Recast all of the data below as a Markdown table with the columns No. and Line. Give each line its own row, number the rows in order, and omit any blank lines.

● Dataset rows showing where objects appear
** Start **

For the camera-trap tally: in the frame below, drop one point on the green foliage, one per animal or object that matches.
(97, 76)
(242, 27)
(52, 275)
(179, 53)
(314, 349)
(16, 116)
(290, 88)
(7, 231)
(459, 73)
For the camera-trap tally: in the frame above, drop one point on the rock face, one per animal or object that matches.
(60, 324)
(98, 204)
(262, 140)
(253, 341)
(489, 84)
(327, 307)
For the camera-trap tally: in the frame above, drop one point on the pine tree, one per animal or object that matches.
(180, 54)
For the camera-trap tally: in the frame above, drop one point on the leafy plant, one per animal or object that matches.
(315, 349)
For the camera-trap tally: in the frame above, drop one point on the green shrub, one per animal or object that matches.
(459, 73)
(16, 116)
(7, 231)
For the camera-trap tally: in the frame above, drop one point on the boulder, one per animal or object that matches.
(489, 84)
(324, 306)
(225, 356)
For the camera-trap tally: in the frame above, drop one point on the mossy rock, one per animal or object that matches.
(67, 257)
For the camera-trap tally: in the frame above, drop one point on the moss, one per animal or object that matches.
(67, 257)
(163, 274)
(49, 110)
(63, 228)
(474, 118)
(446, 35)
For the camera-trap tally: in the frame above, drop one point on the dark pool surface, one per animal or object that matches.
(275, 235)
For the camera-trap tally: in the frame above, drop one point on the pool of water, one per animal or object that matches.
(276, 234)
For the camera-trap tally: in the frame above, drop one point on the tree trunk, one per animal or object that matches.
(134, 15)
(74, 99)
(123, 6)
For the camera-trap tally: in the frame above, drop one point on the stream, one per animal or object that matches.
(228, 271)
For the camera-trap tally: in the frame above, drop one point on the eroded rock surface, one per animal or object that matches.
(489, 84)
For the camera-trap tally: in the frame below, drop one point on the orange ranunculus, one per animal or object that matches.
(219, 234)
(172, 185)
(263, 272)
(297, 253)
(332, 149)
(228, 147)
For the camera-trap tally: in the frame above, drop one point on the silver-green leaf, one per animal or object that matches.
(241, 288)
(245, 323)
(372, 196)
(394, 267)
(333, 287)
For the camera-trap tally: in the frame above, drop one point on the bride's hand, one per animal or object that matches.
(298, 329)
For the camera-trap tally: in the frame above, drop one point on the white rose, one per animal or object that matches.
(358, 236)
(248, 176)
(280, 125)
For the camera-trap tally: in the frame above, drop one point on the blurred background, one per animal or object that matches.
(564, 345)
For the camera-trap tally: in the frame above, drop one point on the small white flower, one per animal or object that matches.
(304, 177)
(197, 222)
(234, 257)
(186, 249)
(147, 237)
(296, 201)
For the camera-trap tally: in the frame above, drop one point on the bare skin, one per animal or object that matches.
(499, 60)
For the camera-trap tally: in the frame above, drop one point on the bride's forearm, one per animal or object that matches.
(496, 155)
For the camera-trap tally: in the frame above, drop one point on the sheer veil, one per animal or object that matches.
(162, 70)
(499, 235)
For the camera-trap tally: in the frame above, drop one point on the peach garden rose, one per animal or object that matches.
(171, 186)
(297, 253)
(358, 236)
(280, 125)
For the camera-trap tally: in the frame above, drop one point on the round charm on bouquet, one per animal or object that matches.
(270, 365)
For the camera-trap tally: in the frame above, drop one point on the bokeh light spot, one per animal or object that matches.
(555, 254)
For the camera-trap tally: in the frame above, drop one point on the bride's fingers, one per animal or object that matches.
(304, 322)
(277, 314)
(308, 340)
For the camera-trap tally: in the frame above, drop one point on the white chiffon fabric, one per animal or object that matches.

** End **

● TASK SOLUTION
| No. | Line |
|---|---|
| 1 | For the camera-trap tally: in the frame below, drop one point on the green foliage, one per animal or object that matches. |
| 2 | (97, 76) |
| 3 | (242, 27) |
| 4 | (52, 275) |
| 5 | (179, 53) |
| 6 | (314, 349) |
| 7 | (16, 116) |
| 8 | (290, 88) |
| 9 | (7, 231) |
| 10 | (459, 73) |
| 11 | For the camera-trap tally: in the frame above, drop one point on the rock face, one per animal or object that matches. |
| 12 | (60, 324) |
| 13 | (98, 204) |
| 14 | (262, 140) |
| 15 | (253, 341) |
| 16 | (489, 84) |
| 17 | (327, 307) |
| 18 | For the camera-trap tally: in the frame above, drop one point on the pine tree, one per animal or object that matches. |
| 19 | (180, 54) |
| 20 | For the camera-trap tally: in the frame above, drop one point on the leafy plant, one per animal or object that matches. |
| 21 | (315, 349) |
| 22 | For the camera-trap tally: in the frame above, drop one point on the green shrub, one per animal or object that matches. |
| 23 | (459, 73) |
| 24 | (16, 116) |
| 25 | (7, 231) |
| 26 | For the camera-trap tally: in the frame above, drop one point on the boulder, one per animal or object that matches. |
| 27 | (489, 84) |
| 28 | (324, 306) |
| 29 | (225, 356) |
| 30 | For the camera-trap tally: in the frame above, drop one point on the mossy rock, one per animal or object that matches. |
| 31 | (67, 257) |
| 32 | For the camera-trap tally: in the frame above, drop one point on the moss, one per animal or object that matches. |
| 33 | (67, 257) |
| 34 | (163, 274) |
| 35 | (49, 110) |
| 36 | (63, 228) |
| 37 | (474, 118) |
| 38 | (446, 35) |
| 39 | For the camera-trap tally: in the frame above, drop one point on the dark pool surface, one per animal or object that matches. |
| 40 | (275, 235) |
| 41 | For the camera-trap tally: in the frame above, drop one point on the pool of water, one per animal or object that matches. |
| 42 | (276, 234) |
| 43 | For the camera-trap tally: in the frame above, drop one point on the tree trunk, one per animal or object that matches. |
| 44 | (134, 15) |
| 45 | (74, 99) |
| 46 | (123, 6) |
| 47 | For the camera-trap tally: in the frame above, drop one point on the stream, one per animal or object that matches. |
| 48 | (228, 271) |
| 49 | For the camera-trap tally: in the frame above, drop one point on the eroded rock surface, one per animal or object that matches. |
| 50 | (489, 84) |
| 51 | For the camera-trap tally: in the frame below, drop one point on the orange ranunculus, one per animal or object that matches. |
| 52 | (219, 234) |
| 53 | (172, 185) |
| 54 | (263, 272) |
| 55 | (297, 253) |
| 56 | (332, 149) |
| 57 | (228, 147) |
| 58 | For the camera-trap tally: in the frame above, drop one point on the silver-green leaf, one per animal or object that matches. |
| 59 | (241, 288) |
| 60 | (245, 323) |
| 61 | (372, 196) |
| 62 | (394, 267) |
| 63 | (333, 287) |
| 64 | For the camera-trap tally: in the frame above, drop one point on the bride's hand, one per animal or object that matches. |
| 65 | (298, 329) |
| 66 | For the camera-trap tally: in the frame above, drop one point on the white rose, one per animal or object that matches. |
| 67 | (358, 236) |
| 68 | (248, 176) |
| 69 | (280, 125) |
| 70 | For the camera-trap tally: in the frame above, drop one point on the blurred background, one per animal or object that matches. |
| 71 | (564, 345) |
| 72 | For the camera-trap tally: in the frame above, drop one point on the small white flower, one per animal or object that matches. |
| 73 | (304, 177) |
| 74 | (197, 222) |
| 75 | (234, 257) |
| 76 | (186, 249) |
| 77 | (147, 237) |
| 78 | (296, 201) |
| 79 | For the camera-trap tally: in the frame above, drop one point on the bare skin, one per animal or object that matches. |
| 80 | (499, 60) |
| 81 | For the camera-trap tally: in the frame above, drop one point on the bride's forearm, one per animal or object that matches. |
| 82 | (496, 155) |
| 83 | For the camera-trap tally: in the frame above, drop one point on the sheer veil, one per animal or object that matches. |
| 84 | (162, 70) |
| 85 | (499, 235) |
| 86 | For the camera-trap tally: in the frame above, drop one point on the peach garden rose, one per animal or object that matches. |
| 87 | (171, 186) |
| 88 | (297, 253) |
| 89 | (358, 236) |
| 90 | (280, 125) |
| 91 | For the camera-trap tally: in the frame above, drop one point on the round charm on bouquet, one per animal or object that matches. |
| 92 | (270, 365) |
| 93 | For the camera-trap tally: in the frame above, drop one point on the bokeh light spot, one per animal or object that matches. |
| 94 | (555, 254) |
| 95 | For the camera-trap tally: in the frame above, drop one point on the bride's fingers, one per animal or object that matches. |
| 96 | (304, 322) |
| 97 | (277, 314) |
| 98 | (308, 340) |
| 99 | For the camera-trap tally: in the frame above, drop one point on the white chiffon fabric, one per animal or object that matches. |